> TEXT BLOCK:
┌──
TOKYO, June 26 (Reuters) - Shareholders in the landlord of the Tokyo Stock Exchange (TSE) approved a “poison pill” defence against hostile investors on Tuesday, after an April run-up in the property company’s shares fuelled speculation of a possible bid.
Heiwa Real Estate Co had asked its investors to back renewing the defensive measure to protect itself from potentially “abusive” investors for the next three years, while it works to redevelop an area of office buildings around the exchange.
The move, approved at Heiwa’s annual meeting, runs counter to a national decline in such defensive moves as Prime Minister Shinzo Abe’s administration pushes for better corporate governance and treatment of shareholders.
In this month’s spate of annual meetings, 63 Japanese companies sought approval to renew poison pills, down by about half from last year, according to Daiwa Institute of Research.
The TSE asks companies to justify any defensive measures because they could impact the rights of shareholders and have the potential to be abused to serve the interests of management.
A spokesman for the Tokyo-based property developer defended the poison pill, saying: “If an abusive investor becomes our shareholder, we might not be able to complete the project.”
A TSE spokesman declined to comment on Heiwa’s defense measures. The exchange reviews all poison pill proposals but doesn’t have veto rights. The TSE’s operator, Japan Exchange Group Inc., doesn’t have a poison pill arrangement.
└──
> ENTRIES SUPPLIED:
┌──
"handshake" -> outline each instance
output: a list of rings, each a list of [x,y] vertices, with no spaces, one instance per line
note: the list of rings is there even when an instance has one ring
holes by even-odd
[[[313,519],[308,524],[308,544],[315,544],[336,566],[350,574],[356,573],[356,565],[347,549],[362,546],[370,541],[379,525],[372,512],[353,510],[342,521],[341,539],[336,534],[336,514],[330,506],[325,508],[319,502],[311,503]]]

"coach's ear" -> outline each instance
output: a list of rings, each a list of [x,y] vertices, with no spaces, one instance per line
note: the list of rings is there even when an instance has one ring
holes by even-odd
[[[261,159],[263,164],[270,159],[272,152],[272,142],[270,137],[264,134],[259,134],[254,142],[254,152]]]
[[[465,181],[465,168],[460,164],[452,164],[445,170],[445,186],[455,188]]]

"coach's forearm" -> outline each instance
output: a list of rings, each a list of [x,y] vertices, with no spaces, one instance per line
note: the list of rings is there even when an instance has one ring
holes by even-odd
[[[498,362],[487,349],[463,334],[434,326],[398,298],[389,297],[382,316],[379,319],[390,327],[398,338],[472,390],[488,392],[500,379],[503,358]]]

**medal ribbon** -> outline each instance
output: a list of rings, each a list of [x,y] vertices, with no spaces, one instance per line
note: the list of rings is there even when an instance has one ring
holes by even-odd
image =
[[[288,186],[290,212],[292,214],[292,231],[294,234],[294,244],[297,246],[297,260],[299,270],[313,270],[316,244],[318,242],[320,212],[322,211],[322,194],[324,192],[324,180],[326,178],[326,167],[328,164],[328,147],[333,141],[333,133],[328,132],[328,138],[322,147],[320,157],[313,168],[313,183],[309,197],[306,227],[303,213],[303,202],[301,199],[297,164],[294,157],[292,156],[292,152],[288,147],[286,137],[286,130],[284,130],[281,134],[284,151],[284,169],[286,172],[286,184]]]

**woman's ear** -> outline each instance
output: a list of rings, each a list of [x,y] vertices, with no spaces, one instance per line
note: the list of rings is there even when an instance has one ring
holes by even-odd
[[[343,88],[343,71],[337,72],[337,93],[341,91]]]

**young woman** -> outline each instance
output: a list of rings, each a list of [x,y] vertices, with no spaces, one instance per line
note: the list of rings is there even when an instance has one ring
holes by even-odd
└──
> SHORT EXERCISE:
In the news report on Heiwa Real Estate, how many Japanese companies sought approval to renew poison pills during this month's annual meetings, according to Daiwa Institute of Research?

> WRITTEN ANSWER:
63 companies, about half as many as the year before.